#### [PROBLEM]
Please write out the part of the Fibonacci continued fraction thread from "that involves the" to "terms of $\Phi$?" word for word.

#### [TEXT TO READ]
# Continued fraction involving Fibonacci sequence

What is the limit of the continued fraction:

$$\cfrac{1}{1+\cfrac{1}{1+\cfrac{1}{2+\cfrac{1}{3+\cfrac{1}{5+\cfrac{1}{8+\cdots}}}}}}\$$

that involves the Fibonacci sequence terms as denominators? I've been looking for this specific continued fraction on the Internet, but I haven't been able to find anything about it. Does it converge? Is it algebraic or transcendental? Is it somehow a relevant constant? Can it be expressed in terms of $\Phi$?

• If you have all $1$'s as the addends, then the fraction becomes one divided by the golden ratio and its approximants are ratios of each Fibonacci number to the next one. – Oscar Lanzi Sep 3 '18 at 19:21
• I tried with the Inverse Symbolic Calculator, who said "Wow, really found nothing." So it probably can't be easily expressed in terms of $\Phi$. – Kusma Sep 3 '18 at 19:26
I can answer the converge aspect: this fraction is tricky - we have to be careful: $$1=\cfrac{1}{1}>\cfrac{1}{1+\cfrac{1}{1+\cfrac{1}{2+\cfrac{1}{3+\cfrac{1}{5+\cfrac{1}{8+\cdots}}}}}}>\frac{1}{1+something_{Big}}\approx0$$ $$\Phi>\frac35=\cfrac{1}{1+\cfrac{1}{1+\cfrac{1}{2}}}>\cfrac{1}{1+\cfrac{1}{1+\cfrac{1}{2+\cfrac{1}{3+\cfrac{1}{5+\cfrac{1}{8+\cdots}}}}}}>\cfrac{1}{1+\cfrac{1}{1}}=\frac12$$ $$\frac{53}{90}=\cfrac{1}{1+\cfrac{1}{1+\cfrac{1}{2+\cfrac{1}{3+\cfrac{1}{5}}}}}>\cfrac{1}{1+\cfrac{1}{1+\cfrac{1}{2+\cfrac{1}{3+\cfrac{1}{5+\cfrac{1}{8+\cdots}}}}}}>\cfrac{1}{1+\cfrac{1}{1+\cfrac{1}{2+\cfrac{1}{3}}}}=\frac{10}{17}$$
I think we can stop here: the result $$\in(\frac{10}{17};\frac{53}{90})<\Phi$$ . Is same to say $$\in\bbox[5px,border:2px solid blue]{(\frac{900}{1530};\frac{901}{1530})}$$

#### [GIVEN MATERIAL]
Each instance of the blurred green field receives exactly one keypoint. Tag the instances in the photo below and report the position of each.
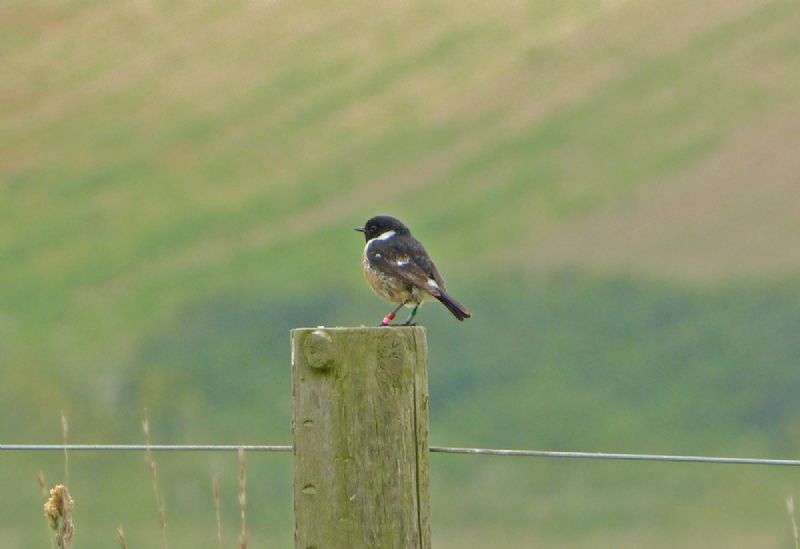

#### [FINISHED ANSWER]
that involves the Fibonacci sequence terms as denominators? I've been looking for this specific continued fraction on the Internet, but I haven't been able to find anything about it. Does it converge? Is it algebraic or transcendental? Is it somehow a relevant constant? Can it be expressed in terms of $\Phi$?